═════ Passage to read ═════

In assembly, this would just be:

ai r1, >3000

Poop, we've found yet another case where GCC assumes that no effort is required to switch between 8-bit and 16-bit values. In order to fix this, we're going to have to dig deep into the guts.

Wednesday, September 25, 2013

I've been busy getting up to speed with a new job lately, but I finally got some time to do some TI stuff.

While I was away, Tursi found a few bug in GCC that need to be addressed. These range from simple fixes to potentially long and painful sessions tracking down where a bytewise operation gets broken. Most of these were submitted by Tursi on the AtariAge forum, so thank you for finding these.

Let's get cracking!

First up is an easy fix for jeq/jlt and jeq/jgt pairs. There are no instructions to express "jump if arithmetically greater/lesser or equal to" like there are for logical comparisons. Those would be JLE and JHE. Instead, we must chain two conditional jumps together to get the same result. The conditional flags are not affected by any of the jump instructions, so we won't get weird behavior by doing this. I made an effort to encourage GCC to not use these combinations when possible, but sometimes there's just no avoiding the situation.

For simplicity's sake, I'll only refer to the jeq/jlt pair here. The jeq/jgt pair has the same issue, just with a different test.

I originally had arbitrarily chosen to test for equality first then for a lesser value. Everything worked, so I moved on to other issues and didn't think about it. However Tursi recommended doing the lesser test first. The idea here is that the less-then test will match a larger set of possible conditions than the equality test, so by doing that one first, the second test may not be needed and performance is increased.

Next up, we're missing an ANDI instruction in the compilation of this snippet:

extern int byte2hex[];
void fast_hex_out(int x) {
        unsigned char z=(x&0xff);
        unsigned int dat = byte2hex[z];
        VDPWD = dat>>8;
        VDPWD = dat&0xff;
}

This compiles to:

fast_hex_out
* Should be "andi r1, >00FF" here
        a    r1, r1
        mov  @byte2hex(r1), r2
        mov  r2, r3
        li   r1, >8C00
        movb r3, *r1
        swpb r2
        movb r2, *r1
        b    *r11

So, after digging into the RTL, we see that at one point, GCC intended to put that instruction there, but it got stripped out.

═════

### Problem to work on
List every jump instruction named in the post on fixing GCC bugs for the TI. You won't need the lines that follow this post to do anything here.

═════ Data segment ═════

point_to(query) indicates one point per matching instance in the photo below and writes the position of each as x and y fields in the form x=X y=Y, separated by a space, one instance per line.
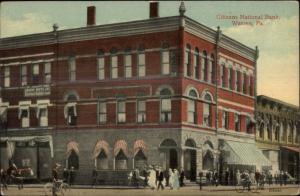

═════

### Task result
jeq, jlt, jgt, JLE, JHE